Selected extract —
****************************************

However grievous the case in Mount Kisco, we know two things: One act, or one aspect of a person's personality, is not the whole of their personality or their soul. (This is why some of us find it hard to justify the death penalty, for it sums a person-created in the image of God-into one or more horrific acts.) The other thing we know is that old saying, "God writes straight with crooked lines." The minute you say those two things, you are doing theology. Theology is not about making things more complex than they actually are. (Sometimes people like me may abuse it or do it badly, but rightly done it is simply trying to see where God's hand is working and where our hands are working, and to try to keep them together. It is insisting that things and people and the world and history and nature are beautifully complex and full as they truly are.

(Not preached: The enemy of theology is always reductionism-those goofy Soviet cosmonauts reporting back: we don't see God up here in space. Or, more typically for us, those brain surgeons who say, there's no soul here-there's no gland for it.... And, ironically, seeing the earth from space helps our vision of it as a created whole in God's hand, and our awe in the presence of death says much about God's presence in the breath and consciousness of every person. Part of my own theological training was precisely to deal with death and, working in Denver Presbyterian Medical Center, I became friends with a pathologist-one of the more religious doctors in that hospital. I stood through most of one autopsy and parts of two others. So, theology is understanding how and why we come alive to God.)

We see Jesus using theology to cut through nonsense when Sadducees come up with their question about the resurrection. The Sadducees were linked with a priestly party that ran the Temple and the sociey under the Romans. They did follow some scripture, the first 5 books of Moses (Genesis, Exodus, Leviticus, Numbers, Deuteronomy), but that was it. And there is no belief in the afterlife in those books, except by implication. So one of their guys gives this reductio ad absurdum question: what if this woman was married successively to 7 husbands, who would she be married to in the general resurrection? This assumes the practice of Levirite marriage, where a childless widow would be given to a man's brother to bear children for him, and conceivably a woman might be married to more than two brothers in some rare instances.

****************************************

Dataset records
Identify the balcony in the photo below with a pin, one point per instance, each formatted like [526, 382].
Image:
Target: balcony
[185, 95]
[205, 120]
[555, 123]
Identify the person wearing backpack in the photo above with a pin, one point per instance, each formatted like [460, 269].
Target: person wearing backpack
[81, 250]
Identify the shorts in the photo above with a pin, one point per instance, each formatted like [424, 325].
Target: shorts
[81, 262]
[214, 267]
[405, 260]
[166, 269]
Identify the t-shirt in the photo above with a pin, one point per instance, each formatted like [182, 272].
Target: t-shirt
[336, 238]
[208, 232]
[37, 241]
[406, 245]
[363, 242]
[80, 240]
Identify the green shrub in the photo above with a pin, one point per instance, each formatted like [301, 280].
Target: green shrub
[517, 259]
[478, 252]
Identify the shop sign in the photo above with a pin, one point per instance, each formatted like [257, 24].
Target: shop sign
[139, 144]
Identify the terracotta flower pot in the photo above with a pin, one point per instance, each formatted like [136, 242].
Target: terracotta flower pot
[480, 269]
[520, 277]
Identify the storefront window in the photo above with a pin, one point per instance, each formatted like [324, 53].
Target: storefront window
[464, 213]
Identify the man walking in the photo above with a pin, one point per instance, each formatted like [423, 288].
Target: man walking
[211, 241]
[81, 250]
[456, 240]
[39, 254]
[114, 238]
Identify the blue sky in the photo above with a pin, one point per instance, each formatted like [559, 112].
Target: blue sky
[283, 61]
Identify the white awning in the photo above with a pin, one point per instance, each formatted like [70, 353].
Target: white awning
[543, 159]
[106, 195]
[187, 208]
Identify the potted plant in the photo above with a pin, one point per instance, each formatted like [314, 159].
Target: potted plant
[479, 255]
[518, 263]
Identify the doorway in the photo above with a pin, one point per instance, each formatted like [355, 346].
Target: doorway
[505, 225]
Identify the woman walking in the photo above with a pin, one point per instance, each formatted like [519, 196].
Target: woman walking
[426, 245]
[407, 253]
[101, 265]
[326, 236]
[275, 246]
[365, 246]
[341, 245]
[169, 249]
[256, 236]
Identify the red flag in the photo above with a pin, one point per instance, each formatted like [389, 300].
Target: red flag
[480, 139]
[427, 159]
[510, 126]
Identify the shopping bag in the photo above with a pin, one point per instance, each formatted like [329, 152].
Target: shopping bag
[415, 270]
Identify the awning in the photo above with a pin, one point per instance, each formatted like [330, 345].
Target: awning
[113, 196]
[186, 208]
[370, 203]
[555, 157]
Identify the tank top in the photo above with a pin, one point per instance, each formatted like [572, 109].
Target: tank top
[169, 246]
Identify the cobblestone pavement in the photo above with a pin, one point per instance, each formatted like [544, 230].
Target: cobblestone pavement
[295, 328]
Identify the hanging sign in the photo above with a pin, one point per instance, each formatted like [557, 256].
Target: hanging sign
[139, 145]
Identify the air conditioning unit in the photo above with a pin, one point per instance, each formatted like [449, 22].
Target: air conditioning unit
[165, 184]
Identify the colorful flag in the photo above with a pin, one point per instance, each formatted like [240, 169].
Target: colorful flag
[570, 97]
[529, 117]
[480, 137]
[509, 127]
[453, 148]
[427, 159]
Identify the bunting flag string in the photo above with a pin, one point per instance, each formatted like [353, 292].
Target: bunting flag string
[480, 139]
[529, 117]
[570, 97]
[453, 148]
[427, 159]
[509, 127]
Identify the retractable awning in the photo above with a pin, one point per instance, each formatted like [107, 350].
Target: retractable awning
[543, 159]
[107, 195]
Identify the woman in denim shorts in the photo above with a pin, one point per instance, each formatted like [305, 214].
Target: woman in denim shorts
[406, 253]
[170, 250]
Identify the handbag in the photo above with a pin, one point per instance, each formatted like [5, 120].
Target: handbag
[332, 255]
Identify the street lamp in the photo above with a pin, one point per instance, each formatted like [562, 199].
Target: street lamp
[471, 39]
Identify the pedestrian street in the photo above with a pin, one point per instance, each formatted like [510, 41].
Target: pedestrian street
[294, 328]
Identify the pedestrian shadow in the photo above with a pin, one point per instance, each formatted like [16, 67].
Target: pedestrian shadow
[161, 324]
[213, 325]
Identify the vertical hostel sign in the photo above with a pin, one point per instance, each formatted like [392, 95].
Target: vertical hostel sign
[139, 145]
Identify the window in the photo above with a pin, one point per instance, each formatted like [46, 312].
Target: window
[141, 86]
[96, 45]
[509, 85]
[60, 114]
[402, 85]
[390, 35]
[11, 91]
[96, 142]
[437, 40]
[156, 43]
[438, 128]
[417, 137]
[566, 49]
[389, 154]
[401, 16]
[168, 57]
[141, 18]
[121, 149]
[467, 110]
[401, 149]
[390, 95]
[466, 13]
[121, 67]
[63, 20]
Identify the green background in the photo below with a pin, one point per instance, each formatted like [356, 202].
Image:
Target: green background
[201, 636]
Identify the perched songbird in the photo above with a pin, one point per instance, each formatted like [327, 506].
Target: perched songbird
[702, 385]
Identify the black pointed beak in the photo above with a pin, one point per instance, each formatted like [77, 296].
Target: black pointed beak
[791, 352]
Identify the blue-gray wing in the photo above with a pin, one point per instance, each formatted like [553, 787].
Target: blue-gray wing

****************************************

Instructions —
1 > Which books does the passage on theology say the Sadducees followed?
2 > Condense the paragraph of the passage on theology that begins "We see Jesus using theology" into a short bulleted list that keeps its main facts.
Rely only on the passage on theology for your answers.

Responses to the tasks —
1 > Genesis, Exodus, Leviticus, Numbers and Deuteronomy.

2 >
- Jesus uses theology to cut through nonsense when the Sadducees ask him about the resurrection.
- The Sadducees were tied to a priestly party that ran the Temple under the Romans.
- They followed only the first five books of Moses, which hold no belief in the afterlife except by implication.
- One of them poses a reductio ad absurdum: if a woman married seven husbands in turn, whose wife would she be in the general resurrection?
- The question assumes Levirite marriage, in which a childless widow was given to her husband's brother to bear children for him.